* _DOCUMENT TEXT_:
● ● ● ● ●
A farmer with 8000 meters of fencing wants to enclose a rectangular plot that borders on a river. If the farmer does not fence the side along the river, what is the largest area that can be enclosed?

No, make the river one of the side, fence the other three sides.

Area= LW
8000=2W+L
or L=8000-2W
Area= W(8000-2W)= 8000w-2W^2

You can find the max several ways, graphing is simple. IF you get stuck, repost.

Thanks. I'm still confused though. I'm not sure how you got
Area= W(8000-2W)= 8000w-2W^2

What happened to the L

Do I need a system of equations?

Sorry, this has got me stumped.

It is a quadratic.
Let y= 8000x-2x^2

graph y vs X on your graphing calc, notice where the max is on x

Second method. The parabola goes up to a max then down. Find the intercepts for y=0, those will be symettrical to the parabolic axis, so look for where the midpoint of the intercepts are.
● ● ● ● ●
* _DATA SECTION_:
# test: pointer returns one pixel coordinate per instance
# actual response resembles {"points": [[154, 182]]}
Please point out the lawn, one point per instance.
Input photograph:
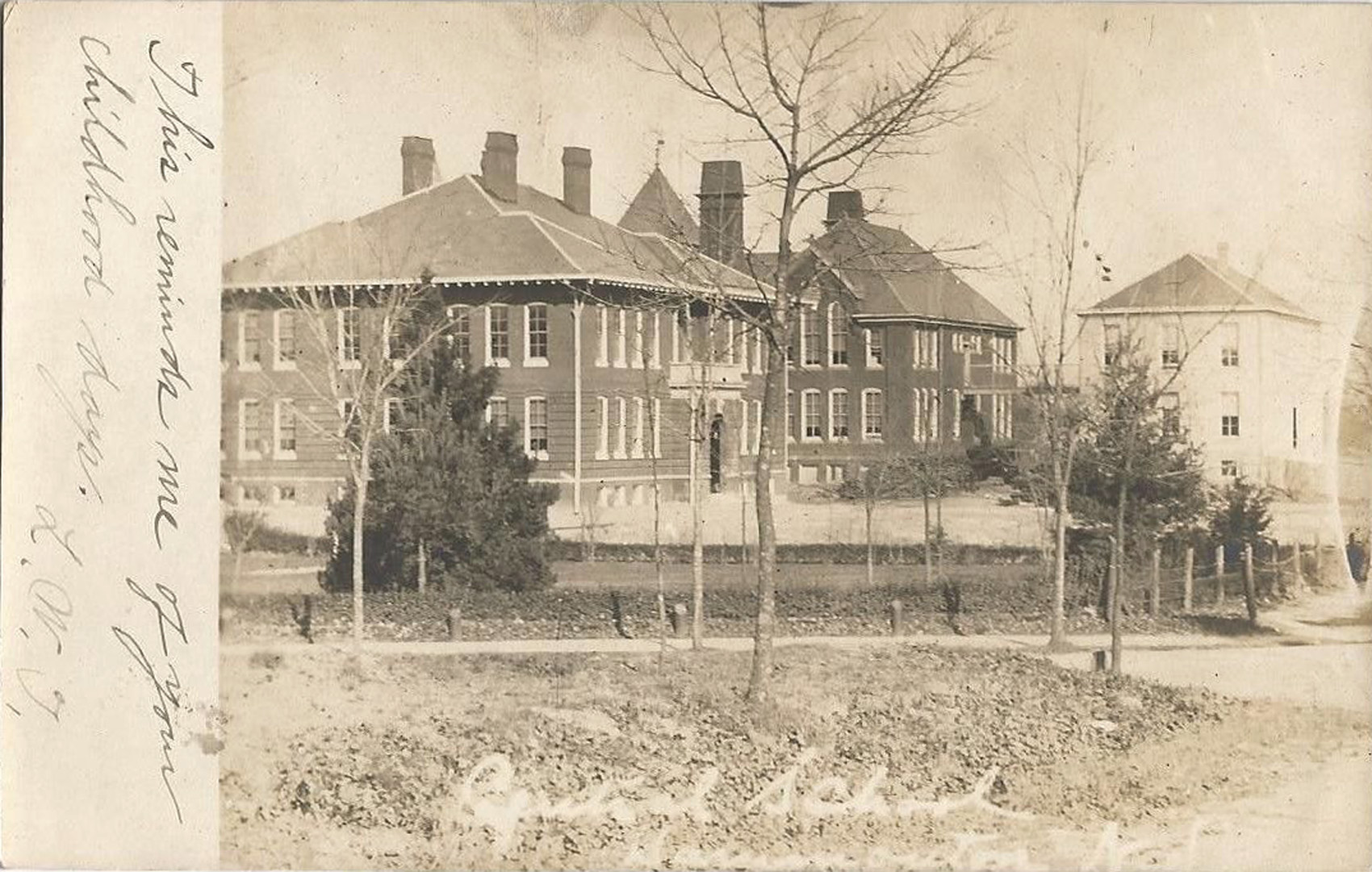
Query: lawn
{"points": [[613, 761]]}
● ● ● ● ●
* _COMPLETE THE FOLLOWING_:
- A) In the fencing problem thread, how many meters of fencing does the farmer have?
- B) Reproduce the fencing problem thread word for word between "No, make the" and "get stuck, repost.", inclusive.
- C) Continue the forum thread about the farmer's fencing problem from where it stops.

* _TASK ANSWERS_:
- A) 8000 meters

- B)
No, make the river one of the side, fence the other three sides.

Area= LW
8000=2W+L
or L=8000-2W
Area= W(8000-2W)= 8000w-2W^2

You can find the max several ways, graphing is simple. IF you get stuck, repost.

- C)
y=x(8000-2x)
intercepts x=0 , x=4000, so the max will be at x (or width 2000).
then solve for L (8000-2W).
Third method:
Calculus (in a few years you will master this, just watch now)
Area= 8000x-2x^2
d Area/dx=0= 8000-4x
solve for x, x=2000 at max.

Ok, thanks so much for your explanations.

So, is the max area 8,000,000?

can you help me with this homework please

What don't you understand?